Give the data again word for word; drop the pictures.

[Start of Attachment]

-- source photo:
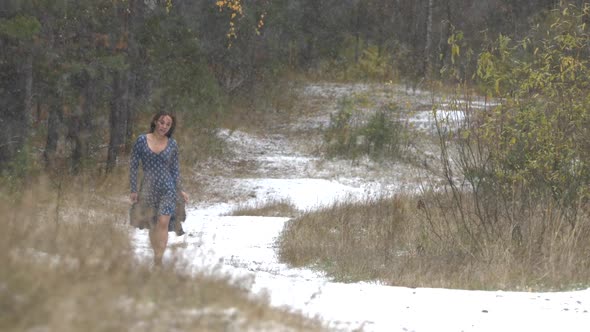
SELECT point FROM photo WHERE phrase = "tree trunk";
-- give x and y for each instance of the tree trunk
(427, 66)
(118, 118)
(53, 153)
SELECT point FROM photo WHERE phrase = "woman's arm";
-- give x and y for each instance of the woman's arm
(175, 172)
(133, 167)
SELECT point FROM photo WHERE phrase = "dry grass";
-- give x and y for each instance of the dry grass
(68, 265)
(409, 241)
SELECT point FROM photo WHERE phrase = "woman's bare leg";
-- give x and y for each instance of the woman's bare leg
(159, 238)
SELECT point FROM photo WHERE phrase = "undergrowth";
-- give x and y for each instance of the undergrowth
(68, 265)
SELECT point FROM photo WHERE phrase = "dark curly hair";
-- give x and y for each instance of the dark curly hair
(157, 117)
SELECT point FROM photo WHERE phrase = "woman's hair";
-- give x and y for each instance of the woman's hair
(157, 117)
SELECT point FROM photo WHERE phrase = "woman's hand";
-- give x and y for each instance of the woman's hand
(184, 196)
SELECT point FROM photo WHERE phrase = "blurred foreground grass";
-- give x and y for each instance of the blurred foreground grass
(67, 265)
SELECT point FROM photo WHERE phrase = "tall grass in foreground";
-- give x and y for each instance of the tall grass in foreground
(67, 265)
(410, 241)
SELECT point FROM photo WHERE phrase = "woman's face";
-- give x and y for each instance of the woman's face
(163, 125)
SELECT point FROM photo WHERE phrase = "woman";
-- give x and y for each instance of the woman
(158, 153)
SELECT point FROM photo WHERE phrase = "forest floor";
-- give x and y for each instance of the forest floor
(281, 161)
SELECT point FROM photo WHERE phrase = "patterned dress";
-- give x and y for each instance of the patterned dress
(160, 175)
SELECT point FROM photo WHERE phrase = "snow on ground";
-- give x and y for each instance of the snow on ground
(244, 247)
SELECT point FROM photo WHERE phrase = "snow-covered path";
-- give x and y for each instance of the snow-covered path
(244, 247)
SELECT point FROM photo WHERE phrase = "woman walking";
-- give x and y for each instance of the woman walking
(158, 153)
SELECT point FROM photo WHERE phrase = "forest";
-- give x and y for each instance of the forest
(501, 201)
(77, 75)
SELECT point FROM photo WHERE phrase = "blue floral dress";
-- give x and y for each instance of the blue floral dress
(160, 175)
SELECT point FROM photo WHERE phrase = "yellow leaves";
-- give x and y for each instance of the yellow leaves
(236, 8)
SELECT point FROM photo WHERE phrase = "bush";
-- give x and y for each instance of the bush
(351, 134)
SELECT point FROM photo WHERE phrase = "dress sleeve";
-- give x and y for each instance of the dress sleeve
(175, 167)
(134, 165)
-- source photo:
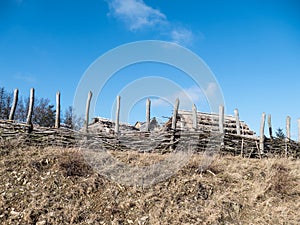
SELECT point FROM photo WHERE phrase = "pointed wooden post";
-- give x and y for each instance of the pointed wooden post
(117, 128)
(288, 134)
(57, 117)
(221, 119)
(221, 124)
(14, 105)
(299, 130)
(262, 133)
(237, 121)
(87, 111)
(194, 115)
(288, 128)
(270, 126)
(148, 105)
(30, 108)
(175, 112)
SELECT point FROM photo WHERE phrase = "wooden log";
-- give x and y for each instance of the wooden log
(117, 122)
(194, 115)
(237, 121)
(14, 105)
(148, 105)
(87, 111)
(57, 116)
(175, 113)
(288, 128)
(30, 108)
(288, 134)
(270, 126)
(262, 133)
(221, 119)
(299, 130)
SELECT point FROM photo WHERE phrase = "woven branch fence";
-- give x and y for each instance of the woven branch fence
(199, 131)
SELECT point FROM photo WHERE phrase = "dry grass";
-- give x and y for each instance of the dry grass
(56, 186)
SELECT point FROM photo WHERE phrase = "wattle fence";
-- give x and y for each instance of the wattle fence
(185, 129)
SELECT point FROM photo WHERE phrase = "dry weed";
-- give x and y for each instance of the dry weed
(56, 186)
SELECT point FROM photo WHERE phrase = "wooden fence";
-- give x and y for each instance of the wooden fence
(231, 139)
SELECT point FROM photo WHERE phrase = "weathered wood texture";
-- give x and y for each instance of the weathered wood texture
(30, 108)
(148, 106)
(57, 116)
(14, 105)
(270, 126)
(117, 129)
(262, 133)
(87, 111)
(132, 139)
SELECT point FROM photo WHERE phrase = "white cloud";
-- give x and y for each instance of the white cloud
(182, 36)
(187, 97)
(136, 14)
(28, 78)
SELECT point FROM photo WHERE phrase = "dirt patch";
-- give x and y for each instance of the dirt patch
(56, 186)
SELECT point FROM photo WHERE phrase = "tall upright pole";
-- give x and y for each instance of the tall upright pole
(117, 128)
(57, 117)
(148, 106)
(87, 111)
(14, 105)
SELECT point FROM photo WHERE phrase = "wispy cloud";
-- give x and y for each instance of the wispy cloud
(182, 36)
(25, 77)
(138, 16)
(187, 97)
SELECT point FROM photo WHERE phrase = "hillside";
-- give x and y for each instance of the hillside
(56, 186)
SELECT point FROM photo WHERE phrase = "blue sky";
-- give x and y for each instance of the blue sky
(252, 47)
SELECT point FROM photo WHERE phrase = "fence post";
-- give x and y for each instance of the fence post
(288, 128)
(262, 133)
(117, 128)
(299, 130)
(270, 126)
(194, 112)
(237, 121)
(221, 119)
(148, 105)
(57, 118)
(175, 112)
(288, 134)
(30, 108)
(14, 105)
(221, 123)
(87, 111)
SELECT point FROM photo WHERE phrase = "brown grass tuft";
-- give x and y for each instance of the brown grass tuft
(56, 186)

[End of Attachment]

▸ EXERCISE ANSWER:
-- source photo:
SELECT point FROM photo WHERE phrase = "tree trunk";
-- give x and y for each instance of the tree trunk
(427, 66)
(118, 118)
(53, 153)
SELECT point FROM photo WHERE phrase = "woman's arm";
-- give x and y for each instance of the woman's arm
(175, 172)
(133, 167)
SELECT point FROM photo WHERE phrase = "dry grass";
-- give x and y for each instance of the dry grass
(68, 265)
(409, 241)
SELECT point FROM photo WHERE phrase = "woman's bare leg";
-- give x and y for each instance of the woman's bare leg
(159, 238)
SELECT point FROM photo WHERE phrase = "undergrowth";
-- give x and y for each instance of the undergrowth
(68, 265)
SELECT point FROM photo WHERE phrase = "dark curly hair";
-- give x and y for each instance of the dark curly hair
(157, 117)
SELECT point FROM photo WHERE phrase = "woman's hair";
-- give x and y for each instance of the woman's hair
(157, 117)
SELECT point FROM photo WHERE phrase = "woman's hand";
-- give x and y for each instance of the woman's hand
(184, 196)
SELECT point FROM photo WHERE phrase = "blurred foreground grass";
-- give x and y for each instance of the blurred foreground grass
(67, 265)
SELECT point FROM photo WHERE phrase = "tall grass in foreground";
-- give x and y for each instance of the tall grass in foreground
(67, 265)
(410, 241)
SELECT point FROM photo WHERE phrase = "woman's face";
-- give x and y for each instance of the woman's face
(163, 125)
SELECT point FROM photo WHERE phrase = "woman";
-- give x and y for each instance of the woman
(158, 153)
SELECT point FROM photo WHERE phrase = "forest floor";
-- give x and y for each instance of the forest floor
(281, 161)
SELECT point FROM photo WHERE phrase = "patterned dress";
-- give x and y for each instance of the patterned dress
(160, 175)
SELECT point FROM photo WHERE phrase = "snow on ground";
-- give x and y for each instance of the snow on ground
(244, 247)
SELECT point FROM photo WHERE phrase = "snow-covered path";
-- give x and y for each instance of the snow-covered path
(244, 247)
SELECT point FROM photo WHERE phrase = "woman walking";
-- give x and y for each instance of the woman walking
(158, 153)
SELECT point FROM photo WHERE phrase = "forest";
-- give x and y for each instance of the forest
(501, 201)
(77, 75)
SELECT point FROM photo WHERE phrase = "blue floral dress";
-- give x and y for each instance of the blue floral dress
(160, 175)
SELECT point FROM photo WHERE phrase = "yellow leaves";
-- give x and y for each instance of the yellow leaves
(236, 8)
SELECT point FROM photo WHERE phrase = "bush";
-- give x and y for each instance of the bush
(351, 134)
SELECT point FROM photo WHERE phrase = "dress sleeve";
-- give x and y for each instance of the dress sleeve
(175, 167)
(134, 165)
-- source photo:
SELECT point FROM photo WHERE phrase = "pointed wooden post";
-- give x and y for each instance of the pointed wooden post
(117, 128)
(288, 134)
(57, 117)
(221, 119)
(221, 124)
(14, 105)
(299, 130)
(262, 133)
(237, 121)
(87, 111)
(194, 115)
(288, 128)
(270, 126)
(148, 105)
(30, 108)
(175, 112)
SELECT point FROM photo WHERE phrase = "wooden log";
-- give x and y for each instance of the wooden log
(117, 122)
(194, 115)
(237, 121)
(14, 105)
(148, 105)
(87, 111)
(57, 116)
(175, 113)
(288, 128)
(30, 108)
(288, 134)
(270, 126)
(262, 133)
(221, 119)
(299, 130)
SELECT point FROM photo WHERE phrase = "woven branch fence";
-- give x and y for each instance of the woven branch fence
(199, 131)
SELECT point FROM photo WHERE phrase = "dry grass";
-- give x and y for each instance of the dry grass
(56, 186)
SELECT point FROM photo WHERE phrase = "wattle fence";
-- give x and y for each instance of the wattle fence
(185, 129)
SELECT point FROM photo WHERE phrase = "dry weed";
-- give x and y for each instance of the dry weed
(56, 186)
SELECT point FROM photo WHERE phrase = "wooden fence";
-- give x and y for each instance of the wooden fence
(231, 139)
SELECT point FROM photo WHERE phrase = "weathered wood texture";
-- give x and y for each instance of the weathered wood texture
(30, 108)
(148, 106)
(57, 116)
(14, 105)
(270, 126)
(117, 129)
(262, 133)
(87, 111)
(132, 139)
SELECT point FROM photo WHERE phrase = "white cloud";
-- give x and y for each instance of the white cloud
(182, 36)
(187, 97)
(136, 14)
(28, 78)
SELECT point FROM photo WHERE phrase = "dirt patch";
-- give x and y for each instance of the dirt patch
(56, 186)
SELECT point FROM photo WHERE phrase = "tall upright pole";
-- give x and y for each instance of the tall upright pole
(117, 128)
(57, 117)
(148, 106)
(87, 111)
(14, 105)
SELECT point FROM photo WHERE phrase = "wispy cloud";
-- give x and y for each instance of the wispy cloud
(182, 36)
(25, 77)
(138, 16)
(187, 97)
SELECT point FROM photo WHERE phrase = "hillside";
-- give x and y for each instance of the hillside
(56, 186)
SELECT point FROM photo WHERE phrase = "blue sky";
-- give x and y for each instance of the blue sky
(252, 47)
SELECT point FROM photo WHERE phrase = "fence post";
-- give x and y for each instance of the fence post
(288, 128)
(262, 133)
(117, 128)
(299, 130)
(270, 126)
(194, 112)
(237, 121)
(221, 119)
(148, 105)
(57, 118)
(175, 112)
(288, 134)
(30, 108)
(14, 105)
(221, 123)
(87, 111)
SELECT point FROM photo WHERE phrase = "brown grass tuft";
-- give x and y for each instance of the brown grass tuft
(56, 186)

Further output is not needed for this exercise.